===== Data listing
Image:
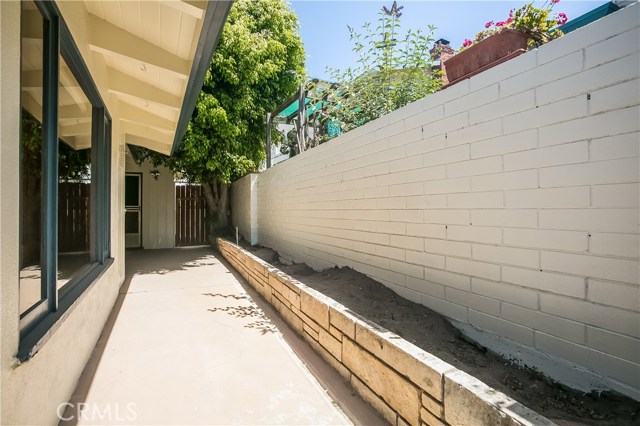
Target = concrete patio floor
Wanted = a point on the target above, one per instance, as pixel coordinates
(189, 343)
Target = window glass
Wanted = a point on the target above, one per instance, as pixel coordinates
(74, 177)
(31, 29)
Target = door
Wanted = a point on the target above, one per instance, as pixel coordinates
(132, 210)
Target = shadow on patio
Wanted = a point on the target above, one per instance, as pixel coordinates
(188, 342)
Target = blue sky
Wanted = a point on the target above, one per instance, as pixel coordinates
(323, 24)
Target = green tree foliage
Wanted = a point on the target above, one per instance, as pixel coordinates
(258, 62)
(393, 70)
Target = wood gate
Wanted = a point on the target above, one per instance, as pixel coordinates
(192, 217)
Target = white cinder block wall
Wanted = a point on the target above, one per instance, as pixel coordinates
(508, 201)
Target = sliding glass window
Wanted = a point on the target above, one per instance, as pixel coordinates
(64, 173)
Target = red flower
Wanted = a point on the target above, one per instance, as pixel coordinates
(562, 18)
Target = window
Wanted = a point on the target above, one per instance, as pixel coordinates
(65, 165)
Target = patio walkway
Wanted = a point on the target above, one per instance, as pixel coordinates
(188, 343)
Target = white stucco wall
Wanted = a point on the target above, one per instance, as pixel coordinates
(244, 207)
(508, 201)
(158, 205)
(31, 392)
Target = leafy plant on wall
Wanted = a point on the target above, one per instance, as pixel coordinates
(258, 62)
(393, 70)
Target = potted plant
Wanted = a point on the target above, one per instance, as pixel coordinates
(526, 28)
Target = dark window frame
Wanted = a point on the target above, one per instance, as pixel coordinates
(37, 324)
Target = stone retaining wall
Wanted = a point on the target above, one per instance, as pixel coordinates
(407, 385)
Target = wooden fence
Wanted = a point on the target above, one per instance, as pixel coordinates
(73, 216)
(192, 219)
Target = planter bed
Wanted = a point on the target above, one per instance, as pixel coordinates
(406, 384)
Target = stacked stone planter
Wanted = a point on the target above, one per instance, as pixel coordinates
(407, 385)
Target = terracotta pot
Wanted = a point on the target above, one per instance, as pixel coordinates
(485, 54)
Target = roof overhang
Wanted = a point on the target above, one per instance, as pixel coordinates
(214, 20)
(155, 54)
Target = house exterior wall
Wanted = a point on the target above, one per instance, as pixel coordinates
(508, 201)
(158, 205)
(244, 212)
(32, 391)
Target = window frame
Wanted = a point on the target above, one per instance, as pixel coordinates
(39, 322)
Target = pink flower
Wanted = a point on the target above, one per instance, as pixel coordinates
(562, 18)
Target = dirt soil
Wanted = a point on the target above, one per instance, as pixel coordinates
(435, 334)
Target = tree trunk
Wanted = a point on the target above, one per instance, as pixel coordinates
(223, 206)
(217, 197)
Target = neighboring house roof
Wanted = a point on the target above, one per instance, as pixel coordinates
(592, 15)
(156, 54)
==========
# Exercise brief
Lay out the lines of all the records above as a Markdown table with the columns "No." and "Line," skipping blank lines. Leave the pictures out of the answer.

# Output below
| No. | Line |
|---|---|
| 1 | Image: |
| 2 | Target = concrete patio floor |
| 3 | Wanted = a point on the target above, one per instance, as pixel coordinates |
| 4 | (189, 343) |
| 5 | Target = window glass |
| 6 | Wanted = a point on the target above, one per instance, as pixel coordinates |
| 7 | (74, 177) |
| 8 | (31, 29) |
| 9 | Target = door |
| 10 | Wanted = a point on the target above, one per instance, as pixel coordinates |
| 11 | (132, 210) |
| 12 | Target = shadow on patio |
| 13 | Wanted = a point on the target above, one per instance, as pixel coordinates |
| 14 | (188, 342) |
| 15 | Target = blue sky |
| 16 | Wanted = a point on the target above, one per instance, as pixel coordinates |
| 17 | (323, 24) |
| 18 | Target = green tree foliage |
| 19 | Wanted = a point on the target above, one per instance, as pixel coordinates |
| 20 | (258, 62) |
| 21 | (393, 70) |
| 22 | Target = wood gate |
| 23 | Wanted = a point on the target above, one per instance, as pixel coordinates |
| 24 | (192, 217) |
| 25 | Target = white cinder block wall |
| 26 | Wanted = a point on the target above, one per instance, as pixel coordinates |
| 27 | (508, 201) |
| 28 | Target = sliding glass window |
| 29 | Wanted = a point on the target above, one per instance, as pixel coordinates |
| 30 | (64, 173) |
| 31 | Target = red flower |
| 32 | Wanted = a point on the target above, one per instance, as pixel coordinates |
| 33 | (562, 18) |
| 34 | Target = window |
| 35 | Wanted = a point on the target above, one per instance, as pixel coordinates |
| 36 | (65, 165) |
| 37 | Target = patio walkway |
| 38 | Wanted = a point on the target above, one per instance, as pixel coordinates |
| 39 | (188, 343) |
| 40 | Target = white stucco wall |
| 41 | Wanted = a point on the target above, one per instance, as pixel coordinates |
| 42 | (244, 207) |
| 43 | (508, 201) |
| 44 | (158, 205) |
| 45 | (31, 392) |
| 46 | Target = leafy plant on wall |
| 47 | Wanted = a point on the target above, one per instance, as pixel coordinates |
| 48 | (258, 62) |
| 49 | (393, 70) |
| 50 | Target = potted plant |
| 51 | Wanted = a point on the target above, one per instance, as pixel coordinates |
| 52 | (526, 28) |
| 53 | Target = dark window frame |
| 54 | Wanted = a point on the target above, one per instance, as pixel coordinates |
| 55 | (37, 324) |
| 56 | Target = stone retaining wall |
| 57 | Wanted = a point on the target above, one per instance, as pixel coordinates |
| 58 | (407, 385) |
| 59 | Target = wooden fence |
| 60 | Wanted = a point on the target above, one per instance, as pixel coordinates |
| 61 | (73, 216) |
| 62 | (192, 219) |
| 63 | Target = planter bed |
| 64 | Wanted = a point on the target above, one per instance, as pixel coordinates |
| 65 | (406, 384) |
| 66 | Target = stacked stone planter |
| 67 | Wanted = a point on the target above, one per instance, as pixel coordinates |
| 68 | (407, 385) |
| 69 | Target = terracotta pot |
| 70 | Wanted = a point on the target above, one per instance, as pixel coordinates |
| 71 | (485, 54) |
| 72 | Target = roof overhang |
| 73 | Wanted = a point on the target above, one per instance, as pixel coordinates |
| 74 | (214, 20) |
| 75 | (155, 54) |
| 76 | Target = house exterior wall |
| 77 | Wanted = a point on the target above, one per instance, as pixel coordinates |
| 78 | (508, 201) |
| 79 | (158, 205) |
| 80 | (244, 212) |
| 81 | (32, 391) |
| 82 | Target = window frame |
| 83 | Wanted = a point on the target above, one per instance, as pixel coordinates |
| 84 | (39, 322) |
| 85 | Target = pink flower |
| 86 | Wanted = a point on the target above, one per instance, as pixel coordinates |
| 87 | (562, 18) |
| 88 | Target = dirt soil |
| 89 | Wanted = a point on the target above, one per instance, as pixel coordinates |
| 90 | (435, 334) |
| 91 | Target = tree trunk |
| 92 | Wanted = a point on the target above, one per instance, as pixel coordinates |
| 93 | (223, 206) |
| 94 | (217, 197) |
| 95 | Target = neighboring house roof |
| 96 | Wanted = a point on the target above, one per instance, as pixel coordinates |
| 97 | (592, 15) |
| 98 | (156, 54) |